__TASK TO COMPLETE__
Return every line of the data below that contains the string "green". Case counts.

__ENTRIES__
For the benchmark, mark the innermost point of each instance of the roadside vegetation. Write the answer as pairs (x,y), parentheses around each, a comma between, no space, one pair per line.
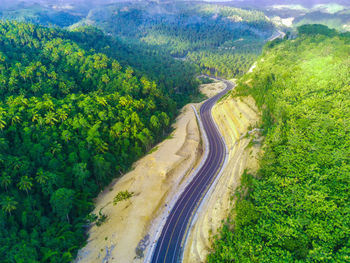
(296,209)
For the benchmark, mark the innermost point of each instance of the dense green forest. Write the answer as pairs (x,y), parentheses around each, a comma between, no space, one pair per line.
(71,119)
(296,209)
(222,41)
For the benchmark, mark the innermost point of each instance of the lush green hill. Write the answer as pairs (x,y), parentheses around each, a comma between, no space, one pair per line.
(296,209)
(71,120)
(220,40)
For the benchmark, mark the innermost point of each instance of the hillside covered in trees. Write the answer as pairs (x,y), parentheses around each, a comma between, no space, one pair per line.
(222,41)
(71,119)
(296,209)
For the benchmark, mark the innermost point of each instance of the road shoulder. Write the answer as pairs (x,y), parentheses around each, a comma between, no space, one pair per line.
(234,118)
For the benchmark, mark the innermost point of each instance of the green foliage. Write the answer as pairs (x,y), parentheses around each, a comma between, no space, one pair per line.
(122,196)
(220,41)
(297,208)
(71,120)
(316,30)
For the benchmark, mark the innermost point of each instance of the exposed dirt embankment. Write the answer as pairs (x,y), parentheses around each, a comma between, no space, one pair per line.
(154,178)
(234,117)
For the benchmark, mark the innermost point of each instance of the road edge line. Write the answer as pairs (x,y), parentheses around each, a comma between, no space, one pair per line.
(174,199)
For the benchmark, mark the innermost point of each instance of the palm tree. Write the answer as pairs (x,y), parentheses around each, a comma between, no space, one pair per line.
(8,204)
(25,184)
(5,181)
(41,177)
(50,118)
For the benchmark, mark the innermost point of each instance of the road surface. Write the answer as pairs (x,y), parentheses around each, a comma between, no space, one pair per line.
(169,245)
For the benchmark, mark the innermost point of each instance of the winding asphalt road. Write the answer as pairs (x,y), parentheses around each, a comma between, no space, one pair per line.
(169,246)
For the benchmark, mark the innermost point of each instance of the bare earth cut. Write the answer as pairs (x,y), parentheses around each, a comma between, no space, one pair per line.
(155,177)
(158,177)
(234,117)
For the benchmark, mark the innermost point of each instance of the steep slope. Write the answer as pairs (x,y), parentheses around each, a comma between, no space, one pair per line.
(235,119)
(297,207)
(71,120)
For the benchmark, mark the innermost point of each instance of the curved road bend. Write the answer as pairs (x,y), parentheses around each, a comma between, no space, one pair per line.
(169,245)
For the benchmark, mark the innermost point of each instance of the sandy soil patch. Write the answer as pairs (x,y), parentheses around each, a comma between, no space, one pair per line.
(235,118)
(154,177)
(212,89)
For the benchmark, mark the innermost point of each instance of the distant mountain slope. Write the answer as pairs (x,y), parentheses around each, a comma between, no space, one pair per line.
(220,40)
(296,209)
(71,120)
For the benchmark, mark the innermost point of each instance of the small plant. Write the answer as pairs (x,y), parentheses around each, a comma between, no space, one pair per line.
(121,196)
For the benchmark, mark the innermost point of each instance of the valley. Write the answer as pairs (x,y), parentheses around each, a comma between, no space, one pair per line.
(174,131)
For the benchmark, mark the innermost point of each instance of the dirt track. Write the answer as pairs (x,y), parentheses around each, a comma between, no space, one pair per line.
(234,117)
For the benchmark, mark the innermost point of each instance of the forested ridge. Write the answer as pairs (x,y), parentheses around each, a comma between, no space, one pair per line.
(296,209)
(222,41)
(71,120)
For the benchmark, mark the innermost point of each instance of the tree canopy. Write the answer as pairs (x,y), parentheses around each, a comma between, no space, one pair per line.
(296,209)
(71,120)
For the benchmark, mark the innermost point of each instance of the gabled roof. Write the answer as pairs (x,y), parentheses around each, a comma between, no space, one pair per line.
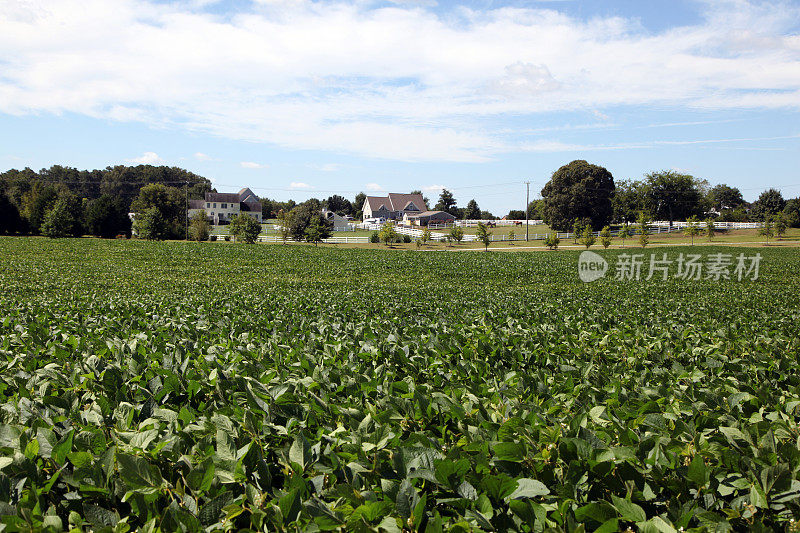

__RESULT BELOW__
For the benchmark, mark the innermost point of each instance of the dense green forest. Write the answer as pairs (x,y), parentheses around each, a comma between, no space, one pair per line.
For the benchmark, mark the innermost point of each instance of the lush green hill. Write the answer as pairs (x,y), parentheses around each, a comma between, no space, one pair per line.
For the benchmark, mark the innermost point of each instance of the green foliage. Write the answer as pairs (x,y), parentheses around each, a comma between, no space, one pair per line.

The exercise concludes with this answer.